## WHAT THE TASK REQUIRES
Exactly transcribe the line that holds "point(478, 394)" and every remaining line of the records, up to and including the final one, with nothing else.

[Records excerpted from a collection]

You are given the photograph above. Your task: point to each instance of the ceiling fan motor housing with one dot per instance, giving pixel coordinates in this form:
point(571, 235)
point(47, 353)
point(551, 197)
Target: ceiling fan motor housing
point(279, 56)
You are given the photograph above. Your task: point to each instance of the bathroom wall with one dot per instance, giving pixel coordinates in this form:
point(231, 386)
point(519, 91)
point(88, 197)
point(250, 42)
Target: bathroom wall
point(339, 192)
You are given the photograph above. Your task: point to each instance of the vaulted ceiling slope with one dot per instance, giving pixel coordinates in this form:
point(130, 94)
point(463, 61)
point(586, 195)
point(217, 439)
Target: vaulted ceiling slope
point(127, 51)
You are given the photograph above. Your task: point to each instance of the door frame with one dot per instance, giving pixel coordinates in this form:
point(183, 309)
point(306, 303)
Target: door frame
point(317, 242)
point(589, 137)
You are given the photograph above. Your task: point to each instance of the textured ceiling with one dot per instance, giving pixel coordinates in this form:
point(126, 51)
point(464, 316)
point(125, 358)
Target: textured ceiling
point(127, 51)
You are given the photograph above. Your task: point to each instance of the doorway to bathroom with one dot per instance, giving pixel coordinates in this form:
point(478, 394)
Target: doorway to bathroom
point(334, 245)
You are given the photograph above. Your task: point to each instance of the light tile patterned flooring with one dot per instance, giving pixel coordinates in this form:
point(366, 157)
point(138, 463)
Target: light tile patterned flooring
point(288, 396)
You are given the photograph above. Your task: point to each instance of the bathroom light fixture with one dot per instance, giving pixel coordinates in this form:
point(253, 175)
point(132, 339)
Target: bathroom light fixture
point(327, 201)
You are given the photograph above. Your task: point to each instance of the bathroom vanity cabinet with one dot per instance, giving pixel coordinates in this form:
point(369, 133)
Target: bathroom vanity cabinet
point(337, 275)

## RESPONSE FOR THIS EXERCISE
point(478, 394)
Target: doorway to bathroom
point(334, 245)
You are given the photograph above. Your task: point to each instance of the light tile patterned flooring with one dot per instance, giving pixel coordinates in this form:
point(366, 157)
point(138, 463)
Target: light tile patterned flooring
point(288, 396)
You are given the photograph above. Your task: point to each instance of the bathroom light fixture with one dot per instance, giving pixel coordinates in this form:
point(253, 175)
point(132, 339)
Target: bathroom light fixture
point(327, 201)
You are given the photograph above. Your task: point to each instance of the bathroom vanity cabinet with one dot per instance, giving pixel coordinates in this form:
point(369, 133)
Target: bathroom vanity cabinet
point(337, 275)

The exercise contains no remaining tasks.